## What this task involves
Return, word for word, the portion of the passage on Nashe's pamphlet against Gabriel Harvey that runs from "The title page" up to and including "sometime in 1593.".

## Document passage
|---|

The title page makes it clear to the reader that the purpose of the pamphlet is to attack Gabriel Harvey, whose 1593 pamphlet vilifying Nashe had until then gone unanswered. Saffron Walden was Harvey's birthplace and he seems to have withdrawn there to live sometime in 1593.

The epistle dedicatory is to Richard Lichfield, a barber-surgeon of Cambridge noted for his ability to make humorous, mock-academic orations. Nashe, who clearly knows something of Lichfield but may not have known him personally, at first addresses him in hyperbolic terms of exaggerated respect. The language chosen for the dedication is probably in imitation of a verbose and comically pedantic style sometimes used by Lichfield, and certain other barber-surgeons at Cambridge, for entertainment. Throughout the epistle Nashe seems to be appealing to Lichfield to join him in attacking Harvey and his brothers, though the tone is edgy and it is unclear whether Nashe seriously expects a favourable response.

|---|

## Provided data
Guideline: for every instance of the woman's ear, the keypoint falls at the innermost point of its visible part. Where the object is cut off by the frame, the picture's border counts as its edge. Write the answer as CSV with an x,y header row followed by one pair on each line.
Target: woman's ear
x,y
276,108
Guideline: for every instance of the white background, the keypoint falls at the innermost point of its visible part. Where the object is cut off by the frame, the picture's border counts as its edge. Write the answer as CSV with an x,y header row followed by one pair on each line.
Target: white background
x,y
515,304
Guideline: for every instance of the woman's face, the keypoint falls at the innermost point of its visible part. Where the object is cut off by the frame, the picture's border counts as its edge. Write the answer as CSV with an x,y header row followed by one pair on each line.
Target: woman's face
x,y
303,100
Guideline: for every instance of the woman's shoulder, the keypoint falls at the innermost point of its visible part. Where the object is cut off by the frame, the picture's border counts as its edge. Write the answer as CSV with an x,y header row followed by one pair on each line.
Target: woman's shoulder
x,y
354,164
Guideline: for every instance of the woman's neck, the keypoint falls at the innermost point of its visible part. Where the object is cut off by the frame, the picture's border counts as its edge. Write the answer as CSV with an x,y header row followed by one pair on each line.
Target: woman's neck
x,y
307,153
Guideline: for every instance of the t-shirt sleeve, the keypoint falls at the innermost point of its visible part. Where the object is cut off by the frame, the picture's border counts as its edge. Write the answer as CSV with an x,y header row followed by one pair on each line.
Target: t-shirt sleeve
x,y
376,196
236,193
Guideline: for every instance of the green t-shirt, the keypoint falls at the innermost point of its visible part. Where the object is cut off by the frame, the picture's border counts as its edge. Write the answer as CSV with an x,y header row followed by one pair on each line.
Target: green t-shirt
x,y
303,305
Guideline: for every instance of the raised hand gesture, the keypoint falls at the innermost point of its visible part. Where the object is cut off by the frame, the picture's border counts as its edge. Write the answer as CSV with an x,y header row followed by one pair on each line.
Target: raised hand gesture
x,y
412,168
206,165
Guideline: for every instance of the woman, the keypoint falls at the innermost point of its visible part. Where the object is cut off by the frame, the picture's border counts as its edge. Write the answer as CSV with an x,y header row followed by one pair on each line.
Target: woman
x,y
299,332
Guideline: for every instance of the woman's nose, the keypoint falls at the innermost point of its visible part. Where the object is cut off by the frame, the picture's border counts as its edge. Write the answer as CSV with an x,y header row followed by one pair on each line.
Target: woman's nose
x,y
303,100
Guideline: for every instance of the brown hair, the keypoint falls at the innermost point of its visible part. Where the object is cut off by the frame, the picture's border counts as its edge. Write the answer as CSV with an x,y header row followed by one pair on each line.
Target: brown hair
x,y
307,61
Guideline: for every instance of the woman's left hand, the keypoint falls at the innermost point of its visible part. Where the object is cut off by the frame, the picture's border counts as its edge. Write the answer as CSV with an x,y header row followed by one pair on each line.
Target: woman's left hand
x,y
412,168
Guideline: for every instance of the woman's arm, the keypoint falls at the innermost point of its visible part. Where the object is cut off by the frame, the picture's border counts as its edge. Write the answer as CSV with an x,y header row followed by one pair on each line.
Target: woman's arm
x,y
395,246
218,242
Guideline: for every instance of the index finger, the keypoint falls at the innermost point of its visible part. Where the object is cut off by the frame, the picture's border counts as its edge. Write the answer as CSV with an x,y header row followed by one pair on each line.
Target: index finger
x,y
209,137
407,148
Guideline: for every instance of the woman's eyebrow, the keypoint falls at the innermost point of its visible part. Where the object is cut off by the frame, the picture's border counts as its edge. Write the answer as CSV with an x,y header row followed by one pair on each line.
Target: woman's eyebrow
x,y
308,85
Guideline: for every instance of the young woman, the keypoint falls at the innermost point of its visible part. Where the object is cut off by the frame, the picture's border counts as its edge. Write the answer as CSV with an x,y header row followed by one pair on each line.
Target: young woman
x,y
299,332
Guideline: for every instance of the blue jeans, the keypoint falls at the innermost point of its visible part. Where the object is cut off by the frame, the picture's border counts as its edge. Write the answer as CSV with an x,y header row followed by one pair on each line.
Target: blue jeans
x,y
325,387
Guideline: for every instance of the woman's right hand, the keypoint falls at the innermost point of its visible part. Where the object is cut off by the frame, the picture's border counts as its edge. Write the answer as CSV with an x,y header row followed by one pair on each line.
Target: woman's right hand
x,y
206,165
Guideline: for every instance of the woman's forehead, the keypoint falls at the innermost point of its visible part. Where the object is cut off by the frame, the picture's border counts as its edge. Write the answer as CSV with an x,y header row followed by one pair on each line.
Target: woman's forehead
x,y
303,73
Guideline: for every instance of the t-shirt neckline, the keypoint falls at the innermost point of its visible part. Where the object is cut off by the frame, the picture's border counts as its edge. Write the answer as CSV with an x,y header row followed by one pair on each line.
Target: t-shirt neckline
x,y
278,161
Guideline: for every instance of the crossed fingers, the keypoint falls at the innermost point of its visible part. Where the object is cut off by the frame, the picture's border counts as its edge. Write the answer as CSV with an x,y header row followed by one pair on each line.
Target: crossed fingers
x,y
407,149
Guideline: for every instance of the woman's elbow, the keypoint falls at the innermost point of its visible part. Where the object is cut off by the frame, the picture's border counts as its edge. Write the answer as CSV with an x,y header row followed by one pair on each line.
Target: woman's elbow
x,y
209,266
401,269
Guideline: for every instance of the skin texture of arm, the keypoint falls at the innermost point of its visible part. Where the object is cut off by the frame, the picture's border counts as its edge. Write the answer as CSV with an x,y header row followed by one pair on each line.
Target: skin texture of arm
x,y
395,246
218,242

|---|

## Answer for the task
The title page makes it clear to the reader that the purpose of the pamphlet is to attack Gabriel Harvey, whose 1593 pamphlet vilifying Nashe had until then gone unanswered. Saffron Walden was Harvey's birthplace and he seems to have withdrawn there to live sometime in 1593.